■ **TASK TO COMPLETE**
Update the rows below by changing every "comma-space-separated" to "comma-separated" and keeping everything else the same. Leave the pictures out of your answer.

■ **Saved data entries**
◇ ◇ ◇ ◇ ◇ ◇ ◇

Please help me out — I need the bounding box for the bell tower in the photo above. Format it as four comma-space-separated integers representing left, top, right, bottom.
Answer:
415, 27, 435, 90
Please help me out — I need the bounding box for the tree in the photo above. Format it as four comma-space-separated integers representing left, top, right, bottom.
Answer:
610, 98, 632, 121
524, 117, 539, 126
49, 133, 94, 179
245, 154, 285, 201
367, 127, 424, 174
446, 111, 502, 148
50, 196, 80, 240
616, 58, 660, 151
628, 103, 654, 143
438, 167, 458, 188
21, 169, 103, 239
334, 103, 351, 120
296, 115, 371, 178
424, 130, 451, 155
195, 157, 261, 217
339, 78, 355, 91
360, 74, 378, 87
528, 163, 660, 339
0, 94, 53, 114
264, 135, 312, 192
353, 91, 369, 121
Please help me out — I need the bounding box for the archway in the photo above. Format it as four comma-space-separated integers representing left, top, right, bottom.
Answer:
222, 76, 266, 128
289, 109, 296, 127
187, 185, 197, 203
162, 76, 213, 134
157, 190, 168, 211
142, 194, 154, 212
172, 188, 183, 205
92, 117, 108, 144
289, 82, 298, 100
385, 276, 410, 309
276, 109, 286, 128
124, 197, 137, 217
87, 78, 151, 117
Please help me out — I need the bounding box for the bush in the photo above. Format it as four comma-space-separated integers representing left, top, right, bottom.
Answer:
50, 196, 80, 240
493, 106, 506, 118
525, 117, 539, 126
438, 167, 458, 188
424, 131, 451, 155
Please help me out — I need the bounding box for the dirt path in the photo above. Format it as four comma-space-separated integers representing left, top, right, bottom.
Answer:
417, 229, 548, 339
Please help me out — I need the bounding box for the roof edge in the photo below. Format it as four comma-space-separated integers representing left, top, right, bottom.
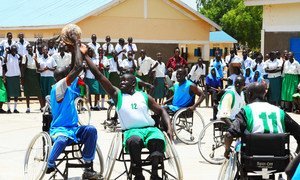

◇ ◇ ◇ ◇ ◇ ◇ ◇

■ **SOLUTION**
Please help me out — I need the bounding box for the bell tower in the photo above. Format it as four comma-separated integers representing left, top, right, bottom.
Answer:
415, 27, 435, 90
Please help me out — I need the bounding box for the tree in the photo above. Format it as four comma-separated integers representing left, top, right, bottom.
Answer:
610, 98, 632, 121
524, 117, 539, 126
49, 133, 94, 179
245, 154, 285, 201
367, 127, 424, 174
446, 111, 502, 148
50, 196, 80, 240
616, 58, 660, 151
628, 103, 654, 143
438, 167, 458, 188
21, 169, 103, 239
334, 103, 351, 120
296, 115, 371, 178
424, 130, 451, 155
195, 157, 261, 217
339, 78, 355, 91
360, 74, 378, 87
528, 163, 660, 339
0, 94, 53, 114
264, 135, 312, 192
353, 91, 369, 121
Please help me out — I need the bounding box for the archway in the photo above. Format it as four comma-separated integers representing left, top, right, bottom.
Answer:
222, 76, 266, 128
289, 109, 296, 127
187, 185, 197, 203
162, 76, 213, 134
157, 190, 168, 211
142, 194, 154, 212
172, 188, 183, 205
92, 117, 108, 144
289, 82, 298, 100
385, 276, 410, 309
276, 109, 286, 128
124, 197, 137, 217
87, 78, 151, 117
Please help me out — I need the bounding box for the bush in the photo above. Format it as four comma-separated integers representing left, top, right, bottom.
Answer:
50, 196, 80, 240
493, 106, 506, 118
525, 117, 539, 126
438, 167, 458, 188
424, 131, 451, 155
Please help me out — I need the bounding box for the dirt path in the photo above. Format it as four comma-separated integers representing left, top, right, bottom.
Answer:
417, 229, 548, 339
Please help me out — I need the bounding box for the roof edge in the photo below. Format it as four comma-separated integers representing left, top, right, bottom.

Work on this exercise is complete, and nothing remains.